» **TRECHO DO TEXTO**
* * *
Especial Trilhas da BNCC | O ensino de Arte

Oportunidades que vão muito além do componente curricular.

A beautiful young girl smiles into the camera as she paints a picture in this art class portrait. Others around her are concentrating on their own artwork.
A beautiful young girl smiles into the camera as she paints a picture in this art class portrait. Others around her are concentrating on their own artwork.

A presença da Arte como um dos componentes curriculares da área de Linguagens no Ensino Fundamental, como se apresenta na Base Nacional Comum Curricular, foi desde a primeira versão pública do documento uma questão avaliada como um retrocesso pelos pesquisadores e professores do campo do ensino e aprendizagem das artes. A delimitação e caracterização do campo de conhecimento como disciplina Arte, nos Parâmetros Curriculares Nacionais de 1997 foi uma conquista hoje desconsiderada na estrutura da Base: de uma disciplina em pé de igualdade com as demais, a Arte passou a integrar uma área como um componente curricular.

Essa situação, por um lado, revela a fragilidade de um campo de conhecimento que nos últimos 50 anos vem tentando se afirmar e se qualificar no contexto escolar: da Educação Artística à Arte, de atividades de livre expressão à leitura de obras e produções contextualizadas. Temos um passado complexo que mesmo antes já transitava entre modelos tradicionais de cópias e repetições, acompanhando o próprio campo das produções artísticas e suas tendências.

Colocar a Arte em uma grade curricular não é tarefa fácil, pois estamos diante de um campo de conhecimento eminentemente caracterizado por invenções e criações nos contextos históricos, culturais e sociais. A Arte como componente curricular na BNCC se apresenta de forma pouco definida, há indicação de algumas competências e habilidades, porém não são estabelecidos claramente os objetos de conhecimento. Entretanto, pode-se lidar com o documento de forma proveitosa, abrindo ao professor a possibilidade de construção de percursos curriculares mais autorais e circunstanciados.
* * *
» **REQUISITOS DO EXERCÍCIO**
Por favor, extraia do texto sobre o ensino de Arte na BNCC o trecho entre "A presença da" e "um componente curricular.", ambos incluídos.
* * *
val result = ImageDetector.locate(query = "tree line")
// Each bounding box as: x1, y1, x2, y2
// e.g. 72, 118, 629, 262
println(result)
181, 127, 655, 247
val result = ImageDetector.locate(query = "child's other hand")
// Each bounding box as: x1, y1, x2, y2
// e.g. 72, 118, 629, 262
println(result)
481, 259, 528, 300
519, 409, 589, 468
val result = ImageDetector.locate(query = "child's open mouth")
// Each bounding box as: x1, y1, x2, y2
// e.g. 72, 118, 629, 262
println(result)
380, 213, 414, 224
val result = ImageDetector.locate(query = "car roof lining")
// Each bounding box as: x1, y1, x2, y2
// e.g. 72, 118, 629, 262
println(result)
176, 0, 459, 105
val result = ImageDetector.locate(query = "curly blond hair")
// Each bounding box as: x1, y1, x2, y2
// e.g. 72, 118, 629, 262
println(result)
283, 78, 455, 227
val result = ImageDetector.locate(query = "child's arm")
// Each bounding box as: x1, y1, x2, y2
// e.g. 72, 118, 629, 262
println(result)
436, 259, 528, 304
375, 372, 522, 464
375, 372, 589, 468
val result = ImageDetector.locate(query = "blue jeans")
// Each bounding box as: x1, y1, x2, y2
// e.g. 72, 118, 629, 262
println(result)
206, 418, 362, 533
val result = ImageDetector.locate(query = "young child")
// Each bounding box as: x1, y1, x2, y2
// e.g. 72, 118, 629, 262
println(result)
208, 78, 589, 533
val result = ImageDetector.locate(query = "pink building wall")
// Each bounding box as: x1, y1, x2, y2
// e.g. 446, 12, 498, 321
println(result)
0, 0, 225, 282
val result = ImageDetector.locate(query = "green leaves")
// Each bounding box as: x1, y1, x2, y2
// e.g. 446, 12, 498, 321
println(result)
* * *
» **RESPOSTA DO PROBLEMA**
A presença da Arte como um dos componentes curriculares da área de Linguagens no Ensino Fundamental, como se apresenta na Base Nacional Comum Curricular, foi desde a primeira versão pública do documento uma questão avaliada como um retrocesso pelos pesquisadores e professores do campo do ensino e aprendizagem das artes. A delimitação e caracterização do campo de conhecimento como disciplina Arte, nos Parâmetros Curriculares Nacionais de 1997 foi uma conquista hoje desconsiderada na estrutura da Base: de uma disciplina em pé de igualdade com as demais, a Arte passou a integrar uma área como um componente curricular.